The other day some discussions between friends led to someone posting a faked up Elite status screen with a silly rating instead of “Harmless”. Given what I’ve been spending all my time on recently I thought it would be more amusing to post a playable version with the “Harmless” replaced by patching the Elite code.
I naively thought this would be easy to achieve: I added a quick routine in
jsbeeb to search for a string in memory and looked for Harmless
. No joy.
I tried a case-insensitive version. Likewise, no luck. This wasn’t going to be
as simple as I thought.
I next put a conditional breakpoint on the OS write character routine
OSWRCH
, conditional on the character being the H
of the Harmless
I was
hoping to replace.

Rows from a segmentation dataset
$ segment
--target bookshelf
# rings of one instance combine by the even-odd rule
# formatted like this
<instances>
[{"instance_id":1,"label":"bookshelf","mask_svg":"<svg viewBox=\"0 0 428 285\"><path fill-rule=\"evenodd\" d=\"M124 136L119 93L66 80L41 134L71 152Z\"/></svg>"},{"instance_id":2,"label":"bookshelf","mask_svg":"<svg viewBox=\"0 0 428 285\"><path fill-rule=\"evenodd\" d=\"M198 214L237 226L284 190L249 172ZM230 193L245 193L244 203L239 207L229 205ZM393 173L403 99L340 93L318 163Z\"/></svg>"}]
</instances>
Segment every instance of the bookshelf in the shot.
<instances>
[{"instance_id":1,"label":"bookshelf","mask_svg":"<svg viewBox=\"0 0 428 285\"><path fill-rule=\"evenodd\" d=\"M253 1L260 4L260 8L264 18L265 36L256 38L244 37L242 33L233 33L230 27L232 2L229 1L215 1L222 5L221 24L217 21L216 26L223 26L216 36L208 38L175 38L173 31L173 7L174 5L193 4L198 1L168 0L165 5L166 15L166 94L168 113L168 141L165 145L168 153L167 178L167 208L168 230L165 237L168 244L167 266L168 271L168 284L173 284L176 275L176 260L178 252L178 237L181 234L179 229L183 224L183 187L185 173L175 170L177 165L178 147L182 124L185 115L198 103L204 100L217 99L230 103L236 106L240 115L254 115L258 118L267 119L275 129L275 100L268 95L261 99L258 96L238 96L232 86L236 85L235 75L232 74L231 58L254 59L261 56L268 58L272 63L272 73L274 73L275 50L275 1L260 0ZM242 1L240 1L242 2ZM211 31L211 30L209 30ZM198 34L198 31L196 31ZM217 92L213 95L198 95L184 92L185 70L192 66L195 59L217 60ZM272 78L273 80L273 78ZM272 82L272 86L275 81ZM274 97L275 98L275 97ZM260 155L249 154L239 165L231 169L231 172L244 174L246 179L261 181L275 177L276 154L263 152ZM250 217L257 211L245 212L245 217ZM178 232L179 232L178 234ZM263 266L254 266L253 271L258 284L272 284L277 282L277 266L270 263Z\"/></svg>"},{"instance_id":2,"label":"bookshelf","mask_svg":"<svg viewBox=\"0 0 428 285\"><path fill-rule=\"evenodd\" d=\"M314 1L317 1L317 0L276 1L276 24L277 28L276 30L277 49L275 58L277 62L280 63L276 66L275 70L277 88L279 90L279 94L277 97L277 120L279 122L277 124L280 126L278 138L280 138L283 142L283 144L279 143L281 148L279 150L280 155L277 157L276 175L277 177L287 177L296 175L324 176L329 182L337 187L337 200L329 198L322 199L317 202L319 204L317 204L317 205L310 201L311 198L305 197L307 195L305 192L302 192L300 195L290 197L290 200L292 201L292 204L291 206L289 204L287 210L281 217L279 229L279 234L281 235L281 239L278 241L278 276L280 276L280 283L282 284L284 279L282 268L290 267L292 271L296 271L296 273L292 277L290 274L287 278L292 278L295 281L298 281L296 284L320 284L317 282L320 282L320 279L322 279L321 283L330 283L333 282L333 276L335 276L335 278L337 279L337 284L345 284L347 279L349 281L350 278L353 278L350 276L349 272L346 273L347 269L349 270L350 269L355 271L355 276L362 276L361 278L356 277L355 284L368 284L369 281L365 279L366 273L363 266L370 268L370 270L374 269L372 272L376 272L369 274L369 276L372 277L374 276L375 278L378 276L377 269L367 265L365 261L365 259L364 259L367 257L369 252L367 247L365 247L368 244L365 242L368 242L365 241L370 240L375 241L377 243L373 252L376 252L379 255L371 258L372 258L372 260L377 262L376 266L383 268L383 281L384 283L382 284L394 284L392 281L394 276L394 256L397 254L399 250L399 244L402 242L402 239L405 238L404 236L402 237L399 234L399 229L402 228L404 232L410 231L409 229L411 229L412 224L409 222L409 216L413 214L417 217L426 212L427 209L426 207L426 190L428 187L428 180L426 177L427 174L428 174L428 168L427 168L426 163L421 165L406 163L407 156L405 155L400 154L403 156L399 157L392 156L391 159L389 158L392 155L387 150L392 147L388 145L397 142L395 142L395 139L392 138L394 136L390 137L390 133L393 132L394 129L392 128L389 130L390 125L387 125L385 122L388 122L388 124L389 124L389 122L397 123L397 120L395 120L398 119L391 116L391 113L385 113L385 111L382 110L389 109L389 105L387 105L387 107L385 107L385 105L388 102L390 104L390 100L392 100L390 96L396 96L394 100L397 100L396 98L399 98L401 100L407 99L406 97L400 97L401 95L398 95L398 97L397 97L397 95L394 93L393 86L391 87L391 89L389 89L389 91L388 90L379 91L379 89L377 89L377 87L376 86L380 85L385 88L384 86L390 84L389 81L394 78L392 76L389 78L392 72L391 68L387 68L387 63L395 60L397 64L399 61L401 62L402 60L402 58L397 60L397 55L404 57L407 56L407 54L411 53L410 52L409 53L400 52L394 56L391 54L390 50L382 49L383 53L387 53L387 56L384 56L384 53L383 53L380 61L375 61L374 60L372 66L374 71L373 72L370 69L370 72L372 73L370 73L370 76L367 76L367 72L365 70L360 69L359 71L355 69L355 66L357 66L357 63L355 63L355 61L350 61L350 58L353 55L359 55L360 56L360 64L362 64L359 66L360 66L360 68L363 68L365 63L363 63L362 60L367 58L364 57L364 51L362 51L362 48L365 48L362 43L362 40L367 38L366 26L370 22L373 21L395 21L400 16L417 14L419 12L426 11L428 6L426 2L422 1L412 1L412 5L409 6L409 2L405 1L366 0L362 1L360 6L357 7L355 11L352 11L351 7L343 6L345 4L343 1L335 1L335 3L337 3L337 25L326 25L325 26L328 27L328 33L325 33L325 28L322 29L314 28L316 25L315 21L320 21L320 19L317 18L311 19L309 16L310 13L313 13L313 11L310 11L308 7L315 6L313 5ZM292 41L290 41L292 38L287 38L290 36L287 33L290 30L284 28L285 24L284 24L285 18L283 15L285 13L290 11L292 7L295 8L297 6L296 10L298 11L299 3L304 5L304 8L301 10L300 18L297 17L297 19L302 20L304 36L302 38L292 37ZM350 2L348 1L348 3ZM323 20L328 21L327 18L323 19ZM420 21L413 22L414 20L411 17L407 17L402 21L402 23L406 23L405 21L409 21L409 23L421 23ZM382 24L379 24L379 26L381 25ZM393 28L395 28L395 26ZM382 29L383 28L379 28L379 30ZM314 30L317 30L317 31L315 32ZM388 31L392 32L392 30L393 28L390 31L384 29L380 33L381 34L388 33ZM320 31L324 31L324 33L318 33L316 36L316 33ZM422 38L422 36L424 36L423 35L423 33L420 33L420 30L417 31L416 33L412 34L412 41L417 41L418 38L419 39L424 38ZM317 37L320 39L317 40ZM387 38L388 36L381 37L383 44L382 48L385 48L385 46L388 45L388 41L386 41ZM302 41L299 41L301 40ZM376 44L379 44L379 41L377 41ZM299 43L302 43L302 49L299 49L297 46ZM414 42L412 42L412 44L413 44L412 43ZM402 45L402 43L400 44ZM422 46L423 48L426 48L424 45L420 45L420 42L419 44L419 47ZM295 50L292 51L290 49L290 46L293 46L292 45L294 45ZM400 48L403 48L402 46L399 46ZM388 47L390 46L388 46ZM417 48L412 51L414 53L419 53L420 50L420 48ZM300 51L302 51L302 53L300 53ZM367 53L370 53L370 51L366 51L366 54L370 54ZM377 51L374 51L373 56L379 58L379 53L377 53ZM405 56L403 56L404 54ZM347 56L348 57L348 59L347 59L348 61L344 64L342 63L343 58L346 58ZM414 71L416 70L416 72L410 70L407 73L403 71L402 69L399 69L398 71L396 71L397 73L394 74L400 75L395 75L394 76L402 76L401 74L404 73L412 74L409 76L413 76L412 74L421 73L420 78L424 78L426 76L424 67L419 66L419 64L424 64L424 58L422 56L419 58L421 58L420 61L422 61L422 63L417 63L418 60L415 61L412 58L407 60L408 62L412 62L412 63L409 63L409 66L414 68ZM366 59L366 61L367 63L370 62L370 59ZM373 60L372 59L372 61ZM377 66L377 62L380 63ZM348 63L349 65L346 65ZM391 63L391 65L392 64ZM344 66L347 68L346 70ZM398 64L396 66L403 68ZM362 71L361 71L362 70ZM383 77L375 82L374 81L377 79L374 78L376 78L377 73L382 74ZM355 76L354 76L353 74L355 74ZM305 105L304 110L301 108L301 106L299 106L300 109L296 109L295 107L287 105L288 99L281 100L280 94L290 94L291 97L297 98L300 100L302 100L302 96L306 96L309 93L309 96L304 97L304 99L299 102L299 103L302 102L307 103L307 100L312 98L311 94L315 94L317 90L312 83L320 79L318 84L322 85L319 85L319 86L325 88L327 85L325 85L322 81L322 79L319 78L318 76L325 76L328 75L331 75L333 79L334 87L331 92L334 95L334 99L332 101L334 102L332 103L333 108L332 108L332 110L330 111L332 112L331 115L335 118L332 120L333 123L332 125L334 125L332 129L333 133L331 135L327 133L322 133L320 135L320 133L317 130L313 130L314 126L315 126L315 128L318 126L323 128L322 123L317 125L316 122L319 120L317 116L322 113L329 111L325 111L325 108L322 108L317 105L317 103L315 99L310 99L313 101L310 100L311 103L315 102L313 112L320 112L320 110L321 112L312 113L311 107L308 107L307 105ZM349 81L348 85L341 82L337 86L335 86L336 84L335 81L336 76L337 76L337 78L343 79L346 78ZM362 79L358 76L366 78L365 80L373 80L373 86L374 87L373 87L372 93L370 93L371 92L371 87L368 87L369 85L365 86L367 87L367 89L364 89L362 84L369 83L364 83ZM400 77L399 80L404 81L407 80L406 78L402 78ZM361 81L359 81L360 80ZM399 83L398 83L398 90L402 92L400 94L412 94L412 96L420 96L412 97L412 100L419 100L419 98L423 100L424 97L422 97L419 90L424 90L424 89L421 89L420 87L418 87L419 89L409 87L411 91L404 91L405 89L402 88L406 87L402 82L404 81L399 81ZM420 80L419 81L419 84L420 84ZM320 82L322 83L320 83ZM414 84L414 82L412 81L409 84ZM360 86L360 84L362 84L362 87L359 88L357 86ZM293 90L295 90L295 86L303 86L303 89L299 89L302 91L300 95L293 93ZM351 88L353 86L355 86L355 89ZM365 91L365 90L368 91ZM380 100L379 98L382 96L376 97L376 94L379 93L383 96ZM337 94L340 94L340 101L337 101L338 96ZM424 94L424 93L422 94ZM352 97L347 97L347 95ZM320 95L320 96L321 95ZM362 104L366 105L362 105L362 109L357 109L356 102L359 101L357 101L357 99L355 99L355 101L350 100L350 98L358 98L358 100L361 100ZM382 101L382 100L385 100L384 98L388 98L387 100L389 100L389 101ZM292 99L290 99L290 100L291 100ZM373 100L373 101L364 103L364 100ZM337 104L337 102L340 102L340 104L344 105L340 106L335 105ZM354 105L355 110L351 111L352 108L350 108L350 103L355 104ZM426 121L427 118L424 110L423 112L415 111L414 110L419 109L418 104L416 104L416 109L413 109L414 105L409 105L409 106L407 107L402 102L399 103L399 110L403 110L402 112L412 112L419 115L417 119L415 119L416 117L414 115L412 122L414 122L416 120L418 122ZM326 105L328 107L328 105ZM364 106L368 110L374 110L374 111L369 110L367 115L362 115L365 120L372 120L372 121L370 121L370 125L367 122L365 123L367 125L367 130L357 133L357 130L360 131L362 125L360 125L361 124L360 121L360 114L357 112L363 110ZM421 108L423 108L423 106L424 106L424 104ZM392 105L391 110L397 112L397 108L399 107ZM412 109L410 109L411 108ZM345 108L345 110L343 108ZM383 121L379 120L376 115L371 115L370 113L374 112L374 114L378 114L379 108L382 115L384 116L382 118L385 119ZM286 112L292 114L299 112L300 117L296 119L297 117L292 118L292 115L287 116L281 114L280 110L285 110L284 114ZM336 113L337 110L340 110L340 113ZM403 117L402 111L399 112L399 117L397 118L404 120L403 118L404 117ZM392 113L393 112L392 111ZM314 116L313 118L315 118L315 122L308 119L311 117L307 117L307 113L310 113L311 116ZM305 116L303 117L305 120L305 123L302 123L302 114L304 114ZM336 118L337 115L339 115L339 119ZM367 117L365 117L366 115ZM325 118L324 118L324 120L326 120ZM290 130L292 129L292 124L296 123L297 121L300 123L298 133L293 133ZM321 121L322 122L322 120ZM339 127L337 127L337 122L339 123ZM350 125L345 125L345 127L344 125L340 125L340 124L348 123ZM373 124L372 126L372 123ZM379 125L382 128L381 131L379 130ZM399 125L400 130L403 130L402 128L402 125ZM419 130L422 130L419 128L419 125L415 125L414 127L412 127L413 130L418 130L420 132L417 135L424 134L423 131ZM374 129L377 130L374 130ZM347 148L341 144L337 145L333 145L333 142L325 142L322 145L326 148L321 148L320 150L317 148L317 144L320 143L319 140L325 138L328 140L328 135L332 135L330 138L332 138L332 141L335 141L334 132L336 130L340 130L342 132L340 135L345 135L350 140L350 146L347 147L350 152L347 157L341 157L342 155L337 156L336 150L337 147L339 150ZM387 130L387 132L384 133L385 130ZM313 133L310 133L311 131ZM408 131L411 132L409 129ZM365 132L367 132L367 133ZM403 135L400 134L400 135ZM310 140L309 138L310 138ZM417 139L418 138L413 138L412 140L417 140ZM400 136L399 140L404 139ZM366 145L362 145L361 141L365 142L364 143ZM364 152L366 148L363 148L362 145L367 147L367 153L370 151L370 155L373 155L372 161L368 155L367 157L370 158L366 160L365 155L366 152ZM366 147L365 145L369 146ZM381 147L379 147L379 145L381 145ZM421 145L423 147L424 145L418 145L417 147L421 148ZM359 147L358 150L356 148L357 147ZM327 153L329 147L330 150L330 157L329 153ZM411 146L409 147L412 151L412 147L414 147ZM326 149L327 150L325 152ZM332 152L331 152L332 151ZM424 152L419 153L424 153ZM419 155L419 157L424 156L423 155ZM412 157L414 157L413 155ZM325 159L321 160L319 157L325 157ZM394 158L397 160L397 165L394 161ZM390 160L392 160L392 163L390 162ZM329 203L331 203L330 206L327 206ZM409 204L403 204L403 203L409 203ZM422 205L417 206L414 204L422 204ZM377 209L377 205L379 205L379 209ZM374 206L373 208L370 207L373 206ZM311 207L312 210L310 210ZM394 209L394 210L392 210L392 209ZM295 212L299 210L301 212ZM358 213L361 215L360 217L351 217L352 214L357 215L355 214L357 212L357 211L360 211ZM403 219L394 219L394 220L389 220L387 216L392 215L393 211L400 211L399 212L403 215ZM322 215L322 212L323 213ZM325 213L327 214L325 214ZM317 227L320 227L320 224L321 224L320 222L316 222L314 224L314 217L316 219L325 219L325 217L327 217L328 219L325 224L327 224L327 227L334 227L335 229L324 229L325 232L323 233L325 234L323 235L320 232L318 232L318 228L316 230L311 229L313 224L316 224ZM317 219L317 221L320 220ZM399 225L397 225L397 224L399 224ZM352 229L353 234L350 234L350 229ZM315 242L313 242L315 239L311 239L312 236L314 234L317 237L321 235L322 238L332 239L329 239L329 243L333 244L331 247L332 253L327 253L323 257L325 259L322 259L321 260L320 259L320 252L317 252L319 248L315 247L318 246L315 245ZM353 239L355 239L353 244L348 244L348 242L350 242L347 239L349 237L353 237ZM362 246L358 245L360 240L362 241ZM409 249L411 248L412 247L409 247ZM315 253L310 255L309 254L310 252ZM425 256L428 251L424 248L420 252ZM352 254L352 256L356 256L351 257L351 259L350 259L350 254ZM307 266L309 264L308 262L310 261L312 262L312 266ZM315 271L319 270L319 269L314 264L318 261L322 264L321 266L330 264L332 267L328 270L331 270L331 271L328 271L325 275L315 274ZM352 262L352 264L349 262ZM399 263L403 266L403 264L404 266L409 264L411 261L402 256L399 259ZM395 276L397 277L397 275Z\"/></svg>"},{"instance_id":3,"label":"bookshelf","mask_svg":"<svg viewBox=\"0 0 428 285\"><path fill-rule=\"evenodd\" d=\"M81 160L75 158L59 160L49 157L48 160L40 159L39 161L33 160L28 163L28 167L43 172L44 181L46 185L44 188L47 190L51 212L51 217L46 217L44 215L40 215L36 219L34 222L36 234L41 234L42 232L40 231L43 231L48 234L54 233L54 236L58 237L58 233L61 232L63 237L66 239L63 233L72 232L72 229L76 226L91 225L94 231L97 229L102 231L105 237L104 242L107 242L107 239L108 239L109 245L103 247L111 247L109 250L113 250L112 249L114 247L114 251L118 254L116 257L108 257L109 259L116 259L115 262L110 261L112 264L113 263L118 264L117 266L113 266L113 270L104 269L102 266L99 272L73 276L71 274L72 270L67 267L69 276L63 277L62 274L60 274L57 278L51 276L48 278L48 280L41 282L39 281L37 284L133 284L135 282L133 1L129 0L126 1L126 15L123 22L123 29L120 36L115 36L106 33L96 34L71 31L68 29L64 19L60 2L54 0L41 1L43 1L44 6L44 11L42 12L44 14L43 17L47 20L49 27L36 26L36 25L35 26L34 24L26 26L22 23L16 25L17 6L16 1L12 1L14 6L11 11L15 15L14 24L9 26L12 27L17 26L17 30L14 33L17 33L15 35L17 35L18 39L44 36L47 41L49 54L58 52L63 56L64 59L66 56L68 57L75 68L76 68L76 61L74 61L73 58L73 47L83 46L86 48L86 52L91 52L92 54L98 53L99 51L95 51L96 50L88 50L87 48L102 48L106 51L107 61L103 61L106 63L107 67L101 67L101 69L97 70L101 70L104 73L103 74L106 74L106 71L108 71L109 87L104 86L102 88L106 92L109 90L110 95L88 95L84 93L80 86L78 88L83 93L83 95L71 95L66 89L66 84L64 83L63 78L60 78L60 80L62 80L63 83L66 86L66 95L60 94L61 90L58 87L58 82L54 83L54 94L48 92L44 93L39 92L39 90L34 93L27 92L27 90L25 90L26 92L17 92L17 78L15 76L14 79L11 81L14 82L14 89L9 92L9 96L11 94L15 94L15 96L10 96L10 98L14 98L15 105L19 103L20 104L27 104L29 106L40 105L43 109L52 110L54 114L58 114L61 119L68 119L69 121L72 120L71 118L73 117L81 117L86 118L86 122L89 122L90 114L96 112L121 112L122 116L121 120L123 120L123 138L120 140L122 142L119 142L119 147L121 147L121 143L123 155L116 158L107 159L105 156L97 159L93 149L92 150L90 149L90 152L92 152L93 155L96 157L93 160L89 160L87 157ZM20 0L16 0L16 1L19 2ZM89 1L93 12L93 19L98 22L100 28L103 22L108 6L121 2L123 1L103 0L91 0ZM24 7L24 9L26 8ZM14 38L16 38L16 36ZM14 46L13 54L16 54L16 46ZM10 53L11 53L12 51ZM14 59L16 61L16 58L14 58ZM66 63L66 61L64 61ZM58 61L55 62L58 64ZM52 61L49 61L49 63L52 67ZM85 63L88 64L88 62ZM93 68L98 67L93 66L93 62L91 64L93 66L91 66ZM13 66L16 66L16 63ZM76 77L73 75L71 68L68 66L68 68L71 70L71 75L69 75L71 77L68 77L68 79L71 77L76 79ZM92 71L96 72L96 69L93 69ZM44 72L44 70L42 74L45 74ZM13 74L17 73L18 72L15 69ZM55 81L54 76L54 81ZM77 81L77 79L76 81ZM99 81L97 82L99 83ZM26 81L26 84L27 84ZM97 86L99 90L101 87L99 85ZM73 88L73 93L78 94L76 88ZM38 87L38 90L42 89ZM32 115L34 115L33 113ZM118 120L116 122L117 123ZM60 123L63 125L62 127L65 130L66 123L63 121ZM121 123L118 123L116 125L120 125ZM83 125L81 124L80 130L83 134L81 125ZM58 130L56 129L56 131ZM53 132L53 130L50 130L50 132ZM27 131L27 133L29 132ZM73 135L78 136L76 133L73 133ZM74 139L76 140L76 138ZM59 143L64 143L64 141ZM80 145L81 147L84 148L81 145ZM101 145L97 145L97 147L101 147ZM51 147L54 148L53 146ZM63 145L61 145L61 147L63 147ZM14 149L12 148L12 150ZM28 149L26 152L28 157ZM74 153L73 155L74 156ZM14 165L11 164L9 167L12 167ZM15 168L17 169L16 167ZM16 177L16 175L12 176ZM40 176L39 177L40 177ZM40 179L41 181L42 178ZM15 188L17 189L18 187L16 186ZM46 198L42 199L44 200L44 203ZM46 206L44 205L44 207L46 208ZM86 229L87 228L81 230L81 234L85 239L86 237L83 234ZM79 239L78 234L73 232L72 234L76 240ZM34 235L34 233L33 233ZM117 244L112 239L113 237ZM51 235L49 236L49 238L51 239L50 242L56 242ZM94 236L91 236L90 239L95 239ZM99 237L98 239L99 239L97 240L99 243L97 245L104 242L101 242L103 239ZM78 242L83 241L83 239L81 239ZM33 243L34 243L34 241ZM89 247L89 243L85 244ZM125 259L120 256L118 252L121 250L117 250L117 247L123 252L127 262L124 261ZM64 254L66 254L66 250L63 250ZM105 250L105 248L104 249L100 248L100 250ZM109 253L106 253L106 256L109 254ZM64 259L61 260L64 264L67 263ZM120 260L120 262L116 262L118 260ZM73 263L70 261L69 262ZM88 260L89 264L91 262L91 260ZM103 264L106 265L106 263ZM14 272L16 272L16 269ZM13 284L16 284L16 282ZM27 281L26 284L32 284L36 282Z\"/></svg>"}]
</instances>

**Set exercise:** Rewrite the passage about patching Elite from "The other day" up to and including "the Elite code.", putting "colleagues" wherever "friends" appears.

**Solved problem:**
The other day some discussions between colleagues led to someone posting a faked up Elite status screen with a silly rating instead of “Harmless”. Given what I’ve been spending all my time on recently I thought it would be more amusing to post a playable version with the “Harmless” replaced by patching the Elite code.